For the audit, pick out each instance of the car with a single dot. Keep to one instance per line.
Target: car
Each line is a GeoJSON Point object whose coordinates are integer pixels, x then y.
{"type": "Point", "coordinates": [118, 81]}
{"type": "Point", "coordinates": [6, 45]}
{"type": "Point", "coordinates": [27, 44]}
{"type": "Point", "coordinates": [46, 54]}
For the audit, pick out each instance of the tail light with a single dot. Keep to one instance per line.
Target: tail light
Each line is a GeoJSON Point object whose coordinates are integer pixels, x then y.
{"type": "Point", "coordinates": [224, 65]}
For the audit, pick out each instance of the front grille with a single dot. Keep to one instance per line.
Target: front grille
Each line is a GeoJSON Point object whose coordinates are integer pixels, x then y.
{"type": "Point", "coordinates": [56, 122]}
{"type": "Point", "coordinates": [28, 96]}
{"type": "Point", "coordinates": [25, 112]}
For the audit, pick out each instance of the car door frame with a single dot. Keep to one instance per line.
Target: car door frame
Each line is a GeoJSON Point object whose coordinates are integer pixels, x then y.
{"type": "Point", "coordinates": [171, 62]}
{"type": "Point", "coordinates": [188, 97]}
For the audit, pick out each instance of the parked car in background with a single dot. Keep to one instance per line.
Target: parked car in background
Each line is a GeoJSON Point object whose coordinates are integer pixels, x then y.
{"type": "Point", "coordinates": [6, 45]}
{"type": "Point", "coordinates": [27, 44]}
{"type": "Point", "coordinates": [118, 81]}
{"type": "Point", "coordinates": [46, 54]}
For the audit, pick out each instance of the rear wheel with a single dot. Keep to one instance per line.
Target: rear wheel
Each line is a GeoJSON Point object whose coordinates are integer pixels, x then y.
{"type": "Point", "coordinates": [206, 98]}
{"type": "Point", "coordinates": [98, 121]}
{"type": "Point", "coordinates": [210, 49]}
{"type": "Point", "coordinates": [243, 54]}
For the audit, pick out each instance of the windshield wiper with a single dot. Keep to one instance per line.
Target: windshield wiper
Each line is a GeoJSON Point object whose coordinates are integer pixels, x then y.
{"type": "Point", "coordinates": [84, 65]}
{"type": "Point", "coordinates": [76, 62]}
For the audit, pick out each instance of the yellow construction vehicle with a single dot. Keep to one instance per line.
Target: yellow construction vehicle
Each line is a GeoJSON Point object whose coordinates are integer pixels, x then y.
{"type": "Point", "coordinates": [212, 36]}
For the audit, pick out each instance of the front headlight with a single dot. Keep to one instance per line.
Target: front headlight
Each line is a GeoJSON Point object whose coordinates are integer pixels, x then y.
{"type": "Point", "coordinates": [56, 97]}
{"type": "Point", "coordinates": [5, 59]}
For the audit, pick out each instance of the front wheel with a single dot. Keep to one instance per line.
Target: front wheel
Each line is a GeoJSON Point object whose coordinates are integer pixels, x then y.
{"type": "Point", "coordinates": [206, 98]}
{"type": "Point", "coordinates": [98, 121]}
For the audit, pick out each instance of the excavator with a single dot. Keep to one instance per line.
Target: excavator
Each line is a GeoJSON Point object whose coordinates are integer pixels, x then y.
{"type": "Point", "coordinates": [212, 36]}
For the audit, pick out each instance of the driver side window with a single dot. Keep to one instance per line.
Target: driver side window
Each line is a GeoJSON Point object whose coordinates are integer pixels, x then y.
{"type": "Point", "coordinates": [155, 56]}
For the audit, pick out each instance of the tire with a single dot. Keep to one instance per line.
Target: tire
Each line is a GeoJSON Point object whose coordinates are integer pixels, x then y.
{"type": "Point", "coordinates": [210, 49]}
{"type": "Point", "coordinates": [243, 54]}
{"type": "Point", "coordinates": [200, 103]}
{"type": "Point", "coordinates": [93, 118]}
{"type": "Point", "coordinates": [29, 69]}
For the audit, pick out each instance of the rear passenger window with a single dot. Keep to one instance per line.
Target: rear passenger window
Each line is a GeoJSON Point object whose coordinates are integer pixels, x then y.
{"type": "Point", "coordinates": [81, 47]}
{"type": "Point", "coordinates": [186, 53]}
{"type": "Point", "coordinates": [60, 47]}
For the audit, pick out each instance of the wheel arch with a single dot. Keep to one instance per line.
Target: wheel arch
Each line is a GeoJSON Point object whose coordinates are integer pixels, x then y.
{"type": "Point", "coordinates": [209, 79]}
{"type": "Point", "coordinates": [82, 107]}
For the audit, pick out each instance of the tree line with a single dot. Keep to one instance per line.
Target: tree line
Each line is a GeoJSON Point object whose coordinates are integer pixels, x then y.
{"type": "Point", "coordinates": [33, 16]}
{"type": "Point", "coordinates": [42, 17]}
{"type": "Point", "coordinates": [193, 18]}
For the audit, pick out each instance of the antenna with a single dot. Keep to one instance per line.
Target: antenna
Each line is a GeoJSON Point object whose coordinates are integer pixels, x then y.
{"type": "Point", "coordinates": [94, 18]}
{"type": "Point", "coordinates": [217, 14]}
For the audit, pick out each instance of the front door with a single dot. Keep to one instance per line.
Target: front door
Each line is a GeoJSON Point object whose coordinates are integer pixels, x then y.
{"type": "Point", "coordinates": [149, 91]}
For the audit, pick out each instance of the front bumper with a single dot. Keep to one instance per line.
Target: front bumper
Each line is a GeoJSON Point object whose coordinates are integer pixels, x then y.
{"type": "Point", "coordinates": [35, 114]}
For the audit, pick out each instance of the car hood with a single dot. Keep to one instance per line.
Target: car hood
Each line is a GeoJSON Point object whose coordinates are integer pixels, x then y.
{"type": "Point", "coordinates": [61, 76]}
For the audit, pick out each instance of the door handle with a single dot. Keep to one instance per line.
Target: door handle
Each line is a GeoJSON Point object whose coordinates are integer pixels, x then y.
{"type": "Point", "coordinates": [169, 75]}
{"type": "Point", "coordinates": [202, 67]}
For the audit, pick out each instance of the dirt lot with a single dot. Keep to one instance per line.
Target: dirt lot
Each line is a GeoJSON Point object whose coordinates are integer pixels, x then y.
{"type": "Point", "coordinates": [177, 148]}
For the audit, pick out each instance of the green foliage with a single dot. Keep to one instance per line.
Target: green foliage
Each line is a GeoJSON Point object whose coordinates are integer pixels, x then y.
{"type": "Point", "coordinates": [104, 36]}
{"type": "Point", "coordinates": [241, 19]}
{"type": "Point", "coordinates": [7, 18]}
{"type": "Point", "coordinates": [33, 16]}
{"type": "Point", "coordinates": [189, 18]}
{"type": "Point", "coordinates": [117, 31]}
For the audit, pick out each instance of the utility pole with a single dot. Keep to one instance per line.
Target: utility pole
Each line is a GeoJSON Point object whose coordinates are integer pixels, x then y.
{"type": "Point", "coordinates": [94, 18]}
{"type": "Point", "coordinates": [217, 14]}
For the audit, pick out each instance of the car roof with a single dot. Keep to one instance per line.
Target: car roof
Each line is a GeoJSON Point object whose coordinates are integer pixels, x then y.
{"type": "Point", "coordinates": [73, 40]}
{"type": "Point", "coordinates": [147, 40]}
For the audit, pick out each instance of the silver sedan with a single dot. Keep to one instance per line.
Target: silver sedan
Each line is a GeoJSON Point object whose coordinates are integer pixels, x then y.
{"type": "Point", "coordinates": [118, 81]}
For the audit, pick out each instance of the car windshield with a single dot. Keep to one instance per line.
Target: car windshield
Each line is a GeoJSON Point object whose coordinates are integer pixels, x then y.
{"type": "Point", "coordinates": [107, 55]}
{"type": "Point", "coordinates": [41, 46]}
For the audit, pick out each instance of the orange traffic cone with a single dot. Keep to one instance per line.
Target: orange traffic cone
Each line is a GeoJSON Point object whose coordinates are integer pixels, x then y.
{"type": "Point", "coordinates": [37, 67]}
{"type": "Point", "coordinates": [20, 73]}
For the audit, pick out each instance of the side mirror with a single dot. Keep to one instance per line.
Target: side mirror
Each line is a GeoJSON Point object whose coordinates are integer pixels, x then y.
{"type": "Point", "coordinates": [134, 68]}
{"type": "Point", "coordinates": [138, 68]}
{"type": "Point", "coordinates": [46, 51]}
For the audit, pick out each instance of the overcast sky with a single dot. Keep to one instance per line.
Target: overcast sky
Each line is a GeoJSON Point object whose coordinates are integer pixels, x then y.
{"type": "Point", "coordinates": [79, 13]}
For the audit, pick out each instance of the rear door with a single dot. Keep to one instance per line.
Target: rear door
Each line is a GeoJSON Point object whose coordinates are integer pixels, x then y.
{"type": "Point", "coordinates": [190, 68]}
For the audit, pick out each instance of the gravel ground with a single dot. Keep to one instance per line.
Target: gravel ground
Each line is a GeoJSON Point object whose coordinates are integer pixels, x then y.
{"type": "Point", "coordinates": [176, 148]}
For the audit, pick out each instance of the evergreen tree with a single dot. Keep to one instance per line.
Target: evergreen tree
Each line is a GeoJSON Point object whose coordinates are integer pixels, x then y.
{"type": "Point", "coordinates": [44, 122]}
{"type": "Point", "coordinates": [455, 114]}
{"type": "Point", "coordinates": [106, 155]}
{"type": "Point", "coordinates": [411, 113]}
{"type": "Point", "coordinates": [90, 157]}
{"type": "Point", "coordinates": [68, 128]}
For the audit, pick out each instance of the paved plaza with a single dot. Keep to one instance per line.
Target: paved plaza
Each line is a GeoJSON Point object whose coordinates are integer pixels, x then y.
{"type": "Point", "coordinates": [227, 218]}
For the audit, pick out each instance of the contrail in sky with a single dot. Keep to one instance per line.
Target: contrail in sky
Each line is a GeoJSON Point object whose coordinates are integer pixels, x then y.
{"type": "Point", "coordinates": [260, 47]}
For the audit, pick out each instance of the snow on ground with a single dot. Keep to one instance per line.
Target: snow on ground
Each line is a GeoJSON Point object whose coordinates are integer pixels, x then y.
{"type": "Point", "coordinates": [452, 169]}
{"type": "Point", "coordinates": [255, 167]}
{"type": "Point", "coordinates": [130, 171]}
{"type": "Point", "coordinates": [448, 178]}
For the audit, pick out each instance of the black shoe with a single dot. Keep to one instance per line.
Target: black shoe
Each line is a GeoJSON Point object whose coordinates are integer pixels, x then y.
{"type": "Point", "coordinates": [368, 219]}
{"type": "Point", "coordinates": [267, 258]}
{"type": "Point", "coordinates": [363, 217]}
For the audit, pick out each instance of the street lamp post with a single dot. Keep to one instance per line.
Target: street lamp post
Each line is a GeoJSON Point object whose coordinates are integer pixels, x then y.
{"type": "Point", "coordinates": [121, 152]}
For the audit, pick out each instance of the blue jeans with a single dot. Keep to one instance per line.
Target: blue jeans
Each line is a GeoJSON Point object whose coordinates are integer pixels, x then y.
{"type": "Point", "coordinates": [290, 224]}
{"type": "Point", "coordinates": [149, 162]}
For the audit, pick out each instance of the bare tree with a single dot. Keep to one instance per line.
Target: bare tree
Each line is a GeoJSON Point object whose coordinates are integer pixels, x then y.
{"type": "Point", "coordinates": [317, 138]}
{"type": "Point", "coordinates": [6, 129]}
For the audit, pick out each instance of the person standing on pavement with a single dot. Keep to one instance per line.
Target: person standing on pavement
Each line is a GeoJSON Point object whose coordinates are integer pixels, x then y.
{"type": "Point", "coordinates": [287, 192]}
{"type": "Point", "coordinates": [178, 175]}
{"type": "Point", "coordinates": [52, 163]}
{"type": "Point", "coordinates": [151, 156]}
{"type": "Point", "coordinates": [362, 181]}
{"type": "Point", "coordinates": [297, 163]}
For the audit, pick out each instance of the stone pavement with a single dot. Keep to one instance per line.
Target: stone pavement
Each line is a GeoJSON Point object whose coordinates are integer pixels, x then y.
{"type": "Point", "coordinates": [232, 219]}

****************************************

**TASK**
Only the lines from the one containing "For the audit, pick out each instance of the stone" through the end of the material should be reproduced, exactly, with both ends included.

**ANSWER TO THIS PROBLEM**
For the audit, pick out each instance of the stone pavement with a single dot. Keep to one instance per line.
Target: stone pavement
Each line is a GeoJSON Point object whose coordinates are integer pixels, x then y.
{"type": "Point", "coordinates": [232, 219]}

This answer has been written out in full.